Required action. Reproduce the passage of the forum thread on medical pricing from "All operations have" up to and including "not 'in the game'.", word for word.

======== Document segment

All operations have a "difference between income and expense".

------
bobbles
The problem with medical pricing seems to be the same as pricing for students
and pricing for housing. When people can borrow the money or have it payed by
insurance, the prices skyrocket to match the available funds.

It completely screws anyone not 'in the game'.

Luckily medical costs are generally reasonable here in Australia, but we still
see crazily inflated housing prices due to residential property being treated
like a stock.

Huge tax incentives are given to those 'investing' in property while 'buy to
live' buyers like families get screwed.

Also, having your employer involved AT ALL with your medical insurance/bills
is fucking insane.

------
lsh123
The skyrocketing prices in healthcare and education have the same root
problem: too many non-essential people (read: clerks) are on the payroll (e.g.
search for "Dean-to-Professor ratio"). The government will not solve this
problem, it will make it worse.

================
======== Excerpted data

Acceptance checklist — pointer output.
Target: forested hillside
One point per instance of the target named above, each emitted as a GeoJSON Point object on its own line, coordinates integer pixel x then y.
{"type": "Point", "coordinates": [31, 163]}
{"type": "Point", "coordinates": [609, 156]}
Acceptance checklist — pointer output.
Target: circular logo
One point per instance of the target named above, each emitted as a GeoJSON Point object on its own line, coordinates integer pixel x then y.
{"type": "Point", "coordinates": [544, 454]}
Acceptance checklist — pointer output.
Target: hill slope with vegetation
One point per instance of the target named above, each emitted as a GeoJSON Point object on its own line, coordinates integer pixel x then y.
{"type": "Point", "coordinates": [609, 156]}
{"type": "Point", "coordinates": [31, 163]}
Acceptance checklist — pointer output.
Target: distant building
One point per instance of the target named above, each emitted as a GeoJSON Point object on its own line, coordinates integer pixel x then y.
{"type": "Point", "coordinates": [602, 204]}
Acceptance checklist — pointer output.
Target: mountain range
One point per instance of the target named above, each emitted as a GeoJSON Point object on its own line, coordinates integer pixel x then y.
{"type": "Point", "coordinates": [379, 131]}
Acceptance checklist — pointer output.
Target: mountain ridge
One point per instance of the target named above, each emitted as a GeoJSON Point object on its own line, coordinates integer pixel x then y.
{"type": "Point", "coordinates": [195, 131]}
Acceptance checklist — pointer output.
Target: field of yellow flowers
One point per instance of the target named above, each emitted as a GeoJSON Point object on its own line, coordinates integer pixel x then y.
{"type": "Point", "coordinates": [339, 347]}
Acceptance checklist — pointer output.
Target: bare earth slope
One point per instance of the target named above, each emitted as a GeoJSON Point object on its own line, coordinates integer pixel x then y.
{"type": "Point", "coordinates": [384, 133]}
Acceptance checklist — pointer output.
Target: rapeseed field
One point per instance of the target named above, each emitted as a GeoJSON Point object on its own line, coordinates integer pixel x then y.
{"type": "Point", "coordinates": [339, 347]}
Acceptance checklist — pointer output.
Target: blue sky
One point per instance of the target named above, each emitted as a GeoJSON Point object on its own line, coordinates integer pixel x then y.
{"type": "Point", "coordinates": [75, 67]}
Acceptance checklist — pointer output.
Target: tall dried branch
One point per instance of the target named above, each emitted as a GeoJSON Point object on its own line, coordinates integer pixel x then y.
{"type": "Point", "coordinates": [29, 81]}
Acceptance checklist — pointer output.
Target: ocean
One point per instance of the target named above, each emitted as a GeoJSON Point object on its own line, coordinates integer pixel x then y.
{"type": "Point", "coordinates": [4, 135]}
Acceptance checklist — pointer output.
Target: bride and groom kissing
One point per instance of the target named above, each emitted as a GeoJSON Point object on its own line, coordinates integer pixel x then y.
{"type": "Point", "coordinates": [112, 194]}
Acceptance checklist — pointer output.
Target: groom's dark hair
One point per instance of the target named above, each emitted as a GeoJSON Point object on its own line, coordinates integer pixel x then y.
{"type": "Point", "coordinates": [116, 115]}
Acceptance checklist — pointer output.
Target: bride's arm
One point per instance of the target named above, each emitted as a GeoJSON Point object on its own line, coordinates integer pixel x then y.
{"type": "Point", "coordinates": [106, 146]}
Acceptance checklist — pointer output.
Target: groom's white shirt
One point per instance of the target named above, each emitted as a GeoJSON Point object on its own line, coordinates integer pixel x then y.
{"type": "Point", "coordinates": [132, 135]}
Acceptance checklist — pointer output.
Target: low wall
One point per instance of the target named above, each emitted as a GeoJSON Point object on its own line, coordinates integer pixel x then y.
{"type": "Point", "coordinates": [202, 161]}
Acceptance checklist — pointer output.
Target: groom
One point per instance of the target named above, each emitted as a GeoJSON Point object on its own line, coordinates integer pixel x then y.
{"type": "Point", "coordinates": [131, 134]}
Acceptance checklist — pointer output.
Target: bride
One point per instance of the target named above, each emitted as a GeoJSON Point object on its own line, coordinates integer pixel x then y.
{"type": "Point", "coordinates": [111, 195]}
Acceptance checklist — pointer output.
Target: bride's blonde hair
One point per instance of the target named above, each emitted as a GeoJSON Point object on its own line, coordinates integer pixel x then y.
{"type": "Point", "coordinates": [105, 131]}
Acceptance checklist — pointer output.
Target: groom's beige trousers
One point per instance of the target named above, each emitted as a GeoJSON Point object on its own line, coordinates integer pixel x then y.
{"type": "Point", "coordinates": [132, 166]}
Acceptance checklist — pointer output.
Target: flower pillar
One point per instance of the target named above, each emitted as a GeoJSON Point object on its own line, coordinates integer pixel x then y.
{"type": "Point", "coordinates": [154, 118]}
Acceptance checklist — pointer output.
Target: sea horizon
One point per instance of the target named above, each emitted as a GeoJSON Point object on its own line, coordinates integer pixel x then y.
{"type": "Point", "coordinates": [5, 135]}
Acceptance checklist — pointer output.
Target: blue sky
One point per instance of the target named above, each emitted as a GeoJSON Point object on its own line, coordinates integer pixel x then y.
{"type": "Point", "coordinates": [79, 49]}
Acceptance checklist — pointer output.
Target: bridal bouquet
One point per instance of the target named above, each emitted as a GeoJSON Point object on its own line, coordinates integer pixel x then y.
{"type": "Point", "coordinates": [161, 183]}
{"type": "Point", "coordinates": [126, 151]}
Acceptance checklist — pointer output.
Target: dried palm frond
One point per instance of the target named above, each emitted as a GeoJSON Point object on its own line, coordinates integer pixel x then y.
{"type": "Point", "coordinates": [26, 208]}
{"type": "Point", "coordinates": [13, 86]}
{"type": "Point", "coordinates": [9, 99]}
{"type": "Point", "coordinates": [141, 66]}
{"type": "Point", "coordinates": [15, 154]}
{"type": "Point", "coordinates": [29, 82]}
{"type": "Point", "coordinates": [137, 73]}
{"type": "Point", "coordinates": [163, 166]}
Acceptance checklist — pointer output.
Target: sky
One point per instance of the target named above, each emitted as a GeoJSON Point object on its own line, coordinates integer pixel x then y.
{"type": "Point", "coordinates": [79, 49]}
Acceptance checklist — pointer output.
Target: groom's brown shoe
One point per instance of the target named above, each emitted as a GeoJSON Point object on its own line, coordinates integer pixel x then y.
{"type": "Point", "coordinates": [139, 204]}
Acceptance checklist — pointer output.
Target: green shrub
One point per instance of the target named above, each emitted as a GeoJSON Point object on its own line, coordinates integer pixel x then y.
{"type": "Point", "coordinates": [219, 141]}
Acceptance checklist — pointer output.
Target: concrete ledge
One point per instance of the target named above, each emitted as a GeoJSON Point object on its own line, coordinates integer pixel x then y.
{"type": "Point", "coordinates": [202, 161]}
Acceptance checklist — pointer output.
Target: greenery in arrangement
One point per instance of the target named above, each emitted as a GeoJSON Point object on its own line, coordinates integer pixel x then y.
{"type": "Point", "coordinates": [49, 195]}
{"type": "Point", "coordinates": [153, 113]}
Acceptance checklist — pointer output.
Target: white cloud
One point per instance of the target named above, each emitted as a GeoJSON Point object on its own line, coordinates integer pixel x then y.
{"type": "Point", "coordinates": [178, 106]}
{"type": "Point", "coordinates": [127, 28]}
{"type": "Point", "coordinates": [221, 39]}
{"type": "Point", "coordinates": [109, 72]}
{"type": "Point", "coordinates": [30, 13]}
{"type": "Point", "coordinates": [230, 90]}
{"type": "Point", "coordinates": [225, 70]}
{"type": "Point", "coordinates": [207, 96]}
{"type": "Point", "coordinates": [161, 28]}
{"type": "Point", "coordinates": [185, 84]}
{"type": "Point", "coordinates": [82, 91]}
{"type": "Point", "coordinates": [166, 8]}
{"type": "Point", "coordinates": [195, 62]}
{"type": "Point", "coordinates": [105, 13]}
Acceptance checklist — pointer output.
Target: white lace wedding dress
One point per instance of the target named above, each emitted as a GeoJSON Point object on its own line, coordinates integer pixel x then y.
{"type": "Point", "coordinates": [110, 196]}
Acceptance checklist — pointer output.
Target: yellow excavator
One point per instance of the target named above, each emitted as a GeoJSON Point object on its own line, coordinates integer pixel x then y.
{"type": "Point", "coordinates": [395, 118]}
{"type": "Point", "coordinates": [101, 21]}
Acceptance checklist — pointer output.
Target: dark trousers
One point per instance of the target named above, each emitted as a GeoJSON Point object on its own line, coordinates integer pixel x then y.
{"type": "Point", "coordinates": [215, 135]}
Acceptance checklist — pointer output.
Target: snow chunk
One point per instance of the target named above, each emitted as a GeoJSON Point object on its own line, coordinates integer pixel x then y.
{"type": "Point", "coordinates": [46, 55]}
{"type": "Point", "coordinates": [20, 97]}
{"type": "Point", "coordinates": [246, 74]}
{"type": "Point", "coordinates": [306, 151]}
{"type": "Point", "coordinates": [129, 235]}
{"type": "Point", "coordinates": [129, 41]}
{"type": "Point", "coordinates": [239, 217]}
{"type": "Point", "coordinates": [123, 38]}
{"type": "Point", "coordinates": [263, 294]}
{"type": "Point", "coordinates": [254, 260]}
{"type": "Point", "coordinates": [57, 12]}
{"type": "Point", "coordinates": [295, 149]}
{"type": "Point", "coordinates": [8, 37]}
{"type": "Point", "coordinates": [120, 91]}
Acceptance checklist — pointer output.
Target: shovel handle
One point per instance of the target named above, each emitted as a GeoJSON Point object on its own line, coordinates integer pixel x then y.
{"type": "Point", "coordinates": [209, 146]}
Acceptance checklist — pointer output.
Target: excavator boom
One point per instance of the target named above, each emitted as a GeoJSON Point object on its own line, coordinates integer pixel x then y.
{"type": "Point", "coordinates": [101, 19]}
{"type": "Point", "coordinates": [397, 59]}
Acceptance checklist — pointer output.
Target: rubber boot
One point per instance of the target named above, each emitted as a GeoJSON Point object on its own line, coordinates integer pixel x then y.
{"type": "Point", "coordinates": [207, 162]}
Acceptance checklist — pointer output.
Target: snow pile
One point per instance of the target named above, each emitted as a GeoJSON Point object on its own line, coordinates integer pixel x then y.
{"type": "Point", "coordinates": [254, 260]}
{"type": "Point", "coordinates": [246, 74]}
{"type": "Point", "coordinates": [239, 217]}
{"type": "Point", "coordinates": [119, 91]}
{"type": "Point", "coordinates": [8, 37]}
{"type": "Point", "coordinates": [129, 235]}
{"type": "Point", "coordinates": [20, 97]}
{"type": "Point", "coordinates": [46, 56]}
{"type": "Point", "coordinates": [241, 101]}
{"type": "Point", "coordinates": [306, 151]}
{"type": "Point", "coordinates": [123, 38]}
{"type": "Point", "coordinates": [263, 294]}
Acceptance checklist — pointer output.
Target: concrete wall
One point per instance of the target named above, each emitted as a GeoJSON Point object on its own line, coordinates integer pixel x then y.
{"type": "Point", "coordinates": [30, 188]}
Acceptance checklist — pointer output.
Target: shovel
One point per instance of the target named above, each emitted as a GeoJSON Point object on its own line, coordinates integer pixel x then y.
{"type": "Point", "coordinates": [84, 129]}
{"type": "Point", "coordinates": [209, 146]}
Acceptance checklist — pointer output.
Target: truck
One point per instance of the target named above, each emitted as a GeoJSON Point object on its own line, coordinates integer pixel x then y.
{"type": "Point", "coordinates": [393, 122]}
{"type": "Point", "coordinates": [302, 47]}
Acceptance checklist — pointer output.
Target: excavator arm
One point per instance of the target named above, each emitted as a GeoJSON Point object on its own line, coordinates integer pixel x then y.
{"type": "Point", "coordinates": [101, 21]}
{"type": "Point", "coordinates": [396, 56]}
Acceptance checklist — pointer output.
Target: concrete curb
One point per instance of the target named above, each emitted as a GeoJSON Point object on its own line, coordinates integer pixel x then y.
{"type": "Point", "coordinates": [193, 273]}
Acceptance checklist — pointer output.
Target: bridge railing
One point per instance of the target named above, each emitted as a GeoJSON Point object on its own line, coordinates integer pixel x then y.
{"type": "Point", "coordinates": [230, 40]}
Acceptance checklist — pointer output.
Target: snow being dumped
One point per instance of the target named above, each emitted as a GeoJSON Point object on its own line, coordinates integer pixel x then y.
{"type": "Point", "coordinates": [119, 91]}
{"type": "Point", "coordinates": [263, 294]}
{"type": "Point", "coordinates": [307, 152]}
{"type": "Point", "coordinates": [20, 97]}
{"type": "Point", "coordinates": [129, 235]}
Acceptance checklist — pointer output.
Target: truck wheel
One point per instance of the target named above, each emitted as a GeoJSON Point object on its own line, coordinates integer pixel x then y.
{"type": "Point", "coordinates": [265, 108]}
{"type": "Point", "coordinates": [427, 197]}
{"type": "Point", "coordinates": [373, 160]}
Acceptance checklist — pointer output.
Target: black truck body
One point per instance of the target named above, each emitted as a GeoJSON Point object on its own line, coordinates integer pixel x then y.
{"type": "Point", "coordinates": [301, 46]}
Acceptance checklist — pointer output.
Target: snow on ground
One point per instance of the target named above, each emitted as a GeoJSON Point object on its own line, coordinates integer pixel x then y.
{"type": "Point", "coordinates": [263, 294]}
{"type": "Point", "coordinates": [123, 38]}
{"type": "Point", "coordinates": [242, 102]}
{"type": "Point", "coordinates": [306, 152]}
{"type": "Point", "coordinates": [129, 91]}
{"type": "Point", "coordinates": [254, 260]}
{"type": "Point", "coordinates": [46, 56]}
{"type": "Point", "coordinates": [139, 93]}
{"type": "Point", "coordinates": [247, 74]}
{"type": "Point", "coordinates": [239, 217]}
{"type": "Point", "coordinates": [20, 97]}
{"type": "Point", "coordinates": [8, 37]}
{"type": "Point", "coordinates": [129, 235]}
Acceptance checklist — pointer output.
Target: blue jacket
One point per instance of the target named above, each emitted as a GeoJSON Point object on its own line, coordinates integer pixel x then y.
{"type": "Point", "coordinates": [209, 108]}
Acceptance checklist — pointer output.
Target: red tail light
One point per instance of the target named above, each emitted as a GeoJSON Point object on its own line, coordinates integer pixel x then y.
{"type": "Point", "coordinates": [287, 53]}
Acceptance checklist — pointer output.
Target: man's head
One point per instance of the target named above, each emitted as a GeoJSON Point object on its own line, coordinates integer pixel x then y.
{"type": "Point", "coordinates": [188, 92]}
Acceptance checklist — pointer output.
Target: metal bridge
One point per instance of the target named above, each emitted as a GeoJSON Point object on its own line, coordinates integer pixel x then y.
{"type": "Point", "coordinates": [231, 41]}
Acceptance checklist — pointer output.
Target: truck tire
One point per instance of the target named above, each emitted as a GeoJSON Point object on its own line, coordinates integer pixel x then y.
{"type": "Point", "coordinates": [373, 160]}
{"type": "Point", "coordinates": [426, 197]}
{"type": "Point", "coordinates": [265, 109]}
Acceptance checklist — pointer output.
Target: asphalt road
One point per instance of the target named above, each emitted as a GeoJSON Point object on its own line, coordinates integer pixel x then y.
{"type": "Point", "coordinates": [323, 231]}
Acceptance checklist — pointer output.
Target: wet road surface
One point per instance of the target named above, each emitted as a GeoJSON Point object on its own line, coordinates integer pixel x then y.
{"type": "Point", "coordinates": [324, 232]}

================

Task response.
All operations have a "difference between income and expense".

------
bobbles
The problem with medical pricing seems to be the same as pricing for students
and pricing for housing. When people can borrow the money or have it payed by
insurance, the prices skyrocket to match the available funds.

It completely screws anyone not 'in the game'.